*DESCRIPTION OF THE TASK*. Format every line of the data below as a numbered list, omitting any blank lines.
[Start]
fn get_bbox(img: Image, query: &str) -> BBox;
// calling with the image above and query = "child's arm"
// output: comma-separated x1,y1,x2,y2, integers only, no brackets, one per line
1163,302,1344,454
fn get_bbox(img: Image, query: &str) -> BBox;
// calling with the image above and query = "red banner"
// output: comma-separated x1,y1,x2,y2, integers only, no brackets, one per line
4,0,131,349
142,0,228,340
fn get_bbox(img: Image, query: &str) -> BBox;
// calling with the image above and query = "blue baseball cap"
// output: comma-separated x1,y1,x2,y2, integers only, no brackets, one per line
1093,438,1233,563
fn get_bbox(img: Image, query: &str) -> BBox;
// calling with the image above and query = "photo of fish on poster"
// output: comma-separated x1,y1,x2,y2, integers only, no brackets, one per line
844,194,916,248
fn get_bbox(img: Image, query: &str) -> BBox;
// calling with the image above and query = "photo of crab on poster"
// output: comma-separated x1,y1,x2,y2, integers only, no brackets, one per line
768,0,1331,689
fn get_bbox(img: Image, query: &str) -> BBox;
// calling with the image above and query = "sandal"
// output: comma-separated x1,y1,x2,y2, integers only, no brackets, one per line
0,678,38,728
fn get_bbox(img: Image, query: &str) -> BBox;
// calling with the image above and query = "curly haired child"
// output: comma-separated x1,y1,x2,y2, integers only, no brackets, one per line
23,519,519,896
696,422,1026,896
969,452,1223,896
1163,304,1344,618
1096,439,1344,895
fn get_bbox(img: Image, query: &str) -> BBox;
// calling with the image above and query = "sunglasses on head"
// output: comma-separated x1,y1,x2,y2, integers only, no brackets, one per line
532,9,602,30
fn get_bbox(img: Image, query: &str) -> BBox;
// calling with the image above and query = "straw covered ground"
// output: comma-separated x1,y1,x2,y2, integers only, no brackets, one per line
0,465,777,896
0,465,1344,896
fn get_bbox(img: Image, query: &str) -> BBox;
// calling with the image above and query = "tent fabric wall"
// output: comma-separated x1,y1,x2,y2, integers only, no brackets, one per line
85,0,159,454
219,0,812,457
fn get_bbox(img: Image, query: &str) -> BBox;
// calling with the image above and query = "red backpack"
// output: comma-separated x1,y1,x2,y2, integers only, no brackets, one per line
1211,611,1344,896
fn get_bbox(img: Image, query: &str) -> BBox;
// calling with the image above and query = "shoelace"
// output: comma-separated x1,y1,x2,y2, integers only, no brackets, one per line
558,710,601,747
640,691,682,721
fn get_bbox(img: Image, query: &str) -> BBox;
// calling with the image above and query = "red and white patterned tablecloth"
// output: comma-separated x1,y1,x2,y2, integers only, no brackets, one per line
[End]
*SOLUTION*.
1. fn get_bbox(img: Image, query: &str) -> BBox;
2. // calling with the image above and query = "child's arm"
3. // output: comma-separated x1,y1,x2,y2, integers only, no brackets, one per line
4. 1163,302,1344,454
5. fn get_bbox(img: Image, query: &str) -> BBox;
6. // calling with the image above and query = "red banner"
7. // output: comma-separated x1,y1,x2,y2, integers only, no brackets, one per line
8. 4,0,131,349
9. 142,0,228,340
10. fn get_bbox(img: Image, query: &str) -> BBox;
11. // calling with the image above and query = "blue baseball cap"
12. // output: comma-separated x1,y1,x2,y2, integers only, no brackets, one per line
13. 1093,438,1233,563
14. fn get_bbox(img: Image, query: &str) -> BBox;
15. // calling with the image above and query = "photo of fish on poster"
16. // output: comma-separated x1,y1,x2,y2, integers only, no brackets, one per line
17. 844,194,916,248
18. fn get_bbox(img: Image, query: &str) -> BBox;
19. // calling with the image above and query = "photo of crab on poster"
20. // output: comma-separated x1,y1,x2,y2, integers only, no brackets, one per line
21. 768,0,1331,689
22. fn get_bbox(img: Image, query: &str) -> BBox;
23. // calling with the image above and query = "sandal"
24. // output: comma-separated x1,y1,x2,y2, integers only, no brackets, one per line
25. 0,678,38,728
26. fn get_bbox(img: Image, query: &str) -> BBox;
27. // calling with the image above and query = "curly haired child"
28. // output: comma-separated x1,y1,x2,y2, integers only, no brackets, one per line
29. 23,519,519,896
30. 696,422,1026,896
31. 969,452,1223,896
32. 1163,304,1344,618
33. 1096,439,1344,895
34. fn get_bbox(img: Image, query: &str) -> BBox;
35. // calling with the image above and query = "sunglasses on head"
36. // output: comma-separated x1,y1,x2,y2, integers only, no brackets, one per line
37. 532,9,602,30
38. fn get_bbox(img: Image, query: &str) -> BBox;
39. // calling with the image above and query = "straw covered ground"
40. // output: comma-separated x1,y1,x2,y2, integers only, no brackets, one per line
41. 0,465,777,896
42. 0,465,1344,896
43. fn get_bbox(img: Image, query: &str) -> BBox;
44. // calling with the image above and query = "tent fabric wall"
45. // output: comma-separated x1,y1,x2,y2, integers only, no brackets, one per line
46. 85,0,159,454
47. 219,0,812,457
48. fn get_bbox(img: Image, query: &str) -> BBox;
49. // calling with the image above and query = "red backpack"
50. // output: comma-separated x1,y1,x2,y2, integers only, no brackets, one per line
51. 1211,611,1344,896
52. fn get_bbox(img: Image, query: &str) -> BBox;
53. // calling with the image above and query = "shoelace"
54. // output: comma-separated x1,y1,x2,y2, integers only, no brackets, one per line
55. 558,710,601,747
56. 640,691,682,721
57. fn get_bbox(img: Image, query: &str) -> BBox;
58. // calling with the image above and query = "red and white patterned tablecloth"
59. // output: comma-separated x1,y1,x2,y2, integers only, no brackets, one per line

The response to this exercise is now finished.